§ **Records from a collection**:
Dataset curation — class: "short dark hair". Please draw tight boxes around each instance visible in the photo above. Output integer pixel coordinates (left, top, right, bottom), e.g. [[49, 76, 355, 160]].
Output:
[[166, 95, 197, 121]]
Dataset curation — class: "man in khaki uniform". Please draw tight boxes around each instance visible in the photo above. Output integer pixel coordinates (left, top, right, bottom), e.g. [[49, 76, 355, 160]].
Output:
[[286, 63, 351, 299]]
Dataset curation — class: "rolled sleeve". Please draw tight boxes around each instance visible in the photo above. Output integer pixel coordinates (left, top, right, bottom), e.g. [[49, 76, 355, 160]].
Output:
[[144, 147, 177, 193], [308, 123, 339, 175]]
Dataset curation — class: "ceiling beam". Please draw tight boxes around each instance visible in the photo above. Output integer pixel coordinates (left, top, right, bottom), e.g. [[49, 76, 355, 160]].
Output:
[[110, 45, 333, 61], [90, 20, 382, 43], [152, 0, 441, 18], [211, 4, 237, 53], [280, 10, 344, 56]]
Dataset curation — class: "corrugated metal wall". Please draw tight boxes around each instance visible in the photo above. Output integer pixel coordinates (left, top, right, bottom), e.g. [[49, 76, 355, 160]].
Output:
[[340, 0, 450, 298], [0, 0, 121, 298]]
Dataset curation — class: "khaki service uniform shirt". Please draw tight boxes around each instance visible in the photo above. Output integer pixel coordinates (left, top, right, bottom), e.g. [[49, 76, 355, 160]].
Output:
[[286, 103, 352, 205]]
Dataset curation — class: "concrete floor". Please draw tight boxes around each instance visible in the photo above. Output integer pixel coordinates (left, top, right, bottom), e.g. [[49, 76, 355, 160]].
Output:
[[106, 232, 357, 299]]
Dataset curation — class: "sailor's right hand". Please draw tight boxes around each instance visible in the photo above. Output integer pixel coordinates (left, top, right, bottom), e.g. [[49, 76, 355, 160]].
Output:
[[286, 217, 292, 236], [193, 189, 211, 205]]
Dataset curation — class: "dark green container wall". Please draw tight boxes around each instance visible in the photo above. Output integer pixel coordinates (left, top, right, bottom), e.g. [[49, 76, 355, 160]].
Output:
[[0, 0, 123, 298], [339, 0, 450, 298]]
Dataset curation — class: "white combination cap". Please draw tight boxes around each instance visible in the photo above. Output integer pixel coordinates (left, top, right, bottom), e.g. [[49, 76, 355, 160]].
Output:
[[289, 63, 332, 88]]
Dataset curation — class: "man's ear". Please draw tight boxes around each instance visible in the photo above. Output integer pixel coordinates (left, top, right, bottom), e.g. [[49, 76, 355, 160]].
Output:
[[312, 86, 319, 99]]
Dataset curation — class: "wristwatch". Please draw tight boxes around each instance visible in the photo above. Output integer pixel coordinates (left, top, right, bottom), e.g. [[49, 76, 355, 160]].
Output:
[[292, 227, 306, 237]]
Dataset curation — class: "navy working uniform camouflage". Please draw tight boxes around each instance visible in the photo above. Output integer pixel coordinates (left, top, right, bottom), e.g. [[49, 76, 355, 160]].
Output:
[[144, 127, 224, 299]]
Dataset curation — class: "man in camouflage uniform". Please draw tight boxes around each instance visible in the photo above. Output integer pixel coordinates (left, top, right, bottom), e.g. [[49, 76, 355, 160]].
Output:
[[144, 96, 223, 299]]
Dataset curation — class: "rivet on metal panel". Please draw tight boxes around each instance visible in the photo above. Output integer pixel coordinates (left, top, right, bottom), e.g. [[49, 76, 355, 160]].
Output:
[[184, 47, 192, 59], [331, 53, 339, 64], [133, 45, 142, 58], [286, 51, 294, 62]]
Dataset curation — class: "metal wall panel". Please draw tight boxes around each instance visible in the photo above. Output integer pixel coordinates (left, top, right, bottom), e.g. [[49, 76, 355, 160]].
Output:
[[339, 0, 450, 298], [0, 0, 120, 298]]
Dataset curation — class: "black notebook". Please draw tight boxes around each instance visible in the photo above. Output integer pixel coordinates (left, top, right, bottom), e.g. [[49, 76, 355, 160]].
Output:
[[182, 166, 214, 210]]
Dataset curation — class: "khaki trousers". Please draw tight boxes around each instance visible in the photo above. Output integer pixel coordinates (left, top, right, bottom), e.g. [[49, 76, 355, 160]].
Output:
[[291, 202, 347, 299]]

§ **Do this**:
Rewrite the items from the beginning up to and including the line that contains "[[286, 217, 292, 236], [193, 189, 211, 205]]", substituting "roof beam" for "ceiling beam" and leaving everything else as it is.

§ **Solved exercise**:
Dataset curation — class: "short dark hair". Please draw tight boxes around each instance visible in the photo above. Output integer pixel coordinates (left, top, right, bottom), e.g. [[49, 76, 355, 160]].
Output:
[[166, 95, 197, 121]]
Dataset curation — class: "man in khaki uniform". Please draw tight boxes around each instance visible in the photo above. Output integer pixel coordinates (left, top, right, bottom), e.g. [[49, 76, 355, 160]].
Output:
[[286, 63, 351, 299]]
Dataset curation — class: "rolled sleeve". Please draw tight boxes around each instance visible in the photo above. Output integer pixel coordinates (left, top, right, bottom), e.g. [[49, 76, 355, 160]].
Output:
[[144, 147, 177, 193], [308, 123, 339, 175]]
Dataset curation — class: "roof beam". Please draw tight boxes around each instance visible in the photo above. Output integer pixel coordinates (left, top, right, bottom), e.g. [[49, 76, 355, 160]].
Output:
[[110, 45, 333, 61], [90, 20, 382, 43], [152, 0, 441, 18], [211, 4, 237, 53], [280, 10, 344, 56]]
Dataset curation — class: "corrugated metal wall". Please draw tight boxes around each instance visible in the photo above. Output integer pixel coordinates (left, top, right, bottom), e.g. [[49, 76, 355, 160]].
Output:
[[340, 0, 450, 298], [0, 0, 121, 298]]
Dataset curation — class: "khaki service uniform shirt". Please draw tight boxes around each instance visible in the photo above. Output integer pixel coordinates (left, top, right, bottom), e.g. [[49, 76, 355, 160]].
Output:
[[286, 103, 352, 205]]
Dataset curation — class: "concrete floor". Please draw tight boxes around each instance visible in the photo above. Output integer pixel coordinates (left, top, right, bottom), e.g. [[49, 76, 355, 160]].
Output:
[[106, 232, 357, 299]]
Dataset curation — class: "sailor's right hand". Please draw tight boxes around each instance visible in the photo above. Output integer pixel coordinates (left, top, right, bottom), e.g. [[49, 76, 355, 160]].
Output:
[[286, 217, 292, 236], [193, 189, 211, 205]]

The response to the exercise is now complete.